Data for processing:
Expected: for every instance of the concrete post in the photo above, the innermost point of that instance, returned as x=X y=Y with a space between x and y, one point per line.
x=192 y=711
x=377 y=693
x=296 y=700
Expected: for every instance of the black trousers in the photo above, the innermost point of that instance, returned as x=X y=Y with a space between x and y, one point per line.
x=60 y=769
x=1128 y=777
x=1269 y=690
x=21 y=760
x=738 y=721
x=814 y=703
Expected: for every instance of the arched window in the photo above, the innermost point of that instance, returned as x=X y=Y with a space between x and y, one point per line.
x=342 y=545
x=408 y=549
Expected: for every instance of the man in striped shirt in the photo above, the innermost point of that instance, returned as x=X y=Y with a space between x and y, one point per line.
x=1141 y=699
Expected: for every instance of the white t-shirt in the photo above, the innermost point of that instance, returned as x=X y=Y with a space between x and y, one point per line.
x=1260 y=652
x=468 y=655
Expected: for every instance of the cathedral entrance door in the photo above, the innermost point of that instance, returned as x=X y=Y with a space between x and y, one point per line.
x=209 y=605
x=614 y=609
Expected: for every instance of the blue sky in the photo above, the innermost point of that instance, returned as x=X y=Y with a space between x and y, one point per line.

Exercise directions:
Return each line of the data exactly as written above.

Solution to the exercise:
Expected: for every instance of the concrete post in the photo above, the innermost point of that instance, returned as x=X y=Y with a space between x and y, one point per line.
x=192 y=711
x=377 y=693
x=296 y=700
Expected: for every instance of the black trousers in the photo above, the innermost point of that instance, returned as x=X y=Y with a space between x and y, one point per line.
x=60 y=769
x=1128 y=777
x=1269 y=690
x=21 y=760
x=738 y=721
x=814 y=703
Expected: for every instance of the arched window in the photo above, the innermost point of that instance, returned as x=X y=Y with a space between x and y, one point per line.
x=342 y=545
x=408 y=549
Expected: for every instance of the man in striped shirt in the photo above, the innermost point of that instance, returned as x=X y=Y with a space between x and y, one point per line.
x=1141 y=699
Expected: for every instance of the white t-shirt in the photo above, the innermost point of that instance, returned as x=X y=Y with a space between x and y, one point per line.
x=1260 y=652
x=468 y=655
Expected: for every instance of the cathedral entrance door in the photo above, the innermost point of that instance, returned as x=X y=Y with a space between x and y, one point per line.
x=209 y=605
x=614 y=609
Expected: for every instance of the blue sky in the photo above, the innermost point of that instance, returned as x=X y=Y with a space between x and y, one point per line.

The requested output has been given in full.